But the political culture is not the only cultural element in decline. A broader cultural decline has become evident as well. Americans flock to view films of dystopia visions of America, of zombies, and ever-intense CGI violence where fictitious super heroes save the world. More of popular music has become overtly misogynous, angry, mean, and violent in both sound and lyrics. And has anyone recently watched how high schoolers now dance, in effect having sex with their pants on?

Collapse of Democratic Institutions

Not least is the sense of unraveling of political institutions and the practice of democracy itself. As a recent study estimated, Democracy is in decline in the US, having dropped in an aggregate score of 94 in 2010 to a low of 86 today—when measured in terms of free and fair elections, citizen participation in politics, protection of civil rights and liberties, and the rule of law. The study by the non-profit, Freedom House, concluded “Democracy is in crisis’ and under assault and in retreat.

In America, the restrictions on civil rights and liberties have been growing and deepening since 2001 and the Patriot Acts, institutionalized in annual NDAA legislation by Congress thereafter. Legislatures have been gerrymandered to protect the incumbents of both wings of the Corporate party of America. The US Supreme Court has expanded its authority to select presidents (Gore v. Bush in 2001), defined corporations as people with the right to spend unlimited money which it defines as free speech (Citizens United), and will likely next decide that Presidents (Trump) can pardon himself if indicted (thus ending the fiction that no one is above the law and endorsing Tyranny itself).
= = = = = = =
- _EXERCISES TO COMPLETE_
1 > In the passage on democratic decline, which non-profit conducted the study that found US democracy had dropped to an aggregate score of 86?
2 > List every measure the passage on democratic decline gives for how the study scored democracy.

- _GIVEN RECORDS_
= = = = = = =
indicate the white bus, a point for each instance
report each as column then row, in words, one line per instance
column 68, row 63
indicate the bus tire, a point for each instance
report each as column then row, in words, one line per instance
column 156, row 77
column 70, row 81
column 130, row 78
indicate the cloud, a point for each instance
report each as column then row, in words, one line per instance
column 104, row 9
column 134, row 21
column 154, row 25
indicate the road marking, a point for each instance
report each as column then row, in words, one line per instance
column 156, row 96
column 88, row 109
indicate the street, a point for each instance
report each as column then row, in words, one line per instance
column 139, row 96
= = = = = = =
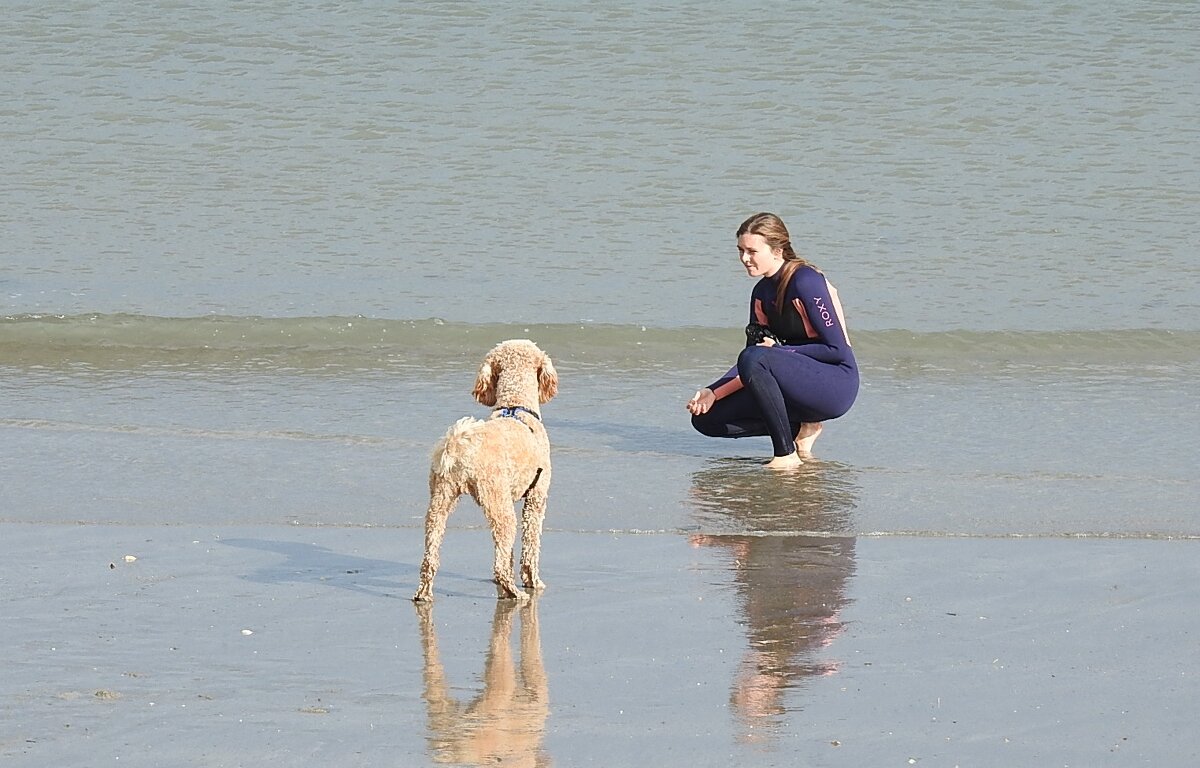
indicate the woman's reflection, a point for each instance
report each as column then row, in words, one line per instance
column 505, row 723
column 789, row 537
= = = = = = =
- _TASK ANSWERS_
1 > Freedom House

2 > free and fair elections; citizen participation in politics; protection of civil rights and liberties; the rule of law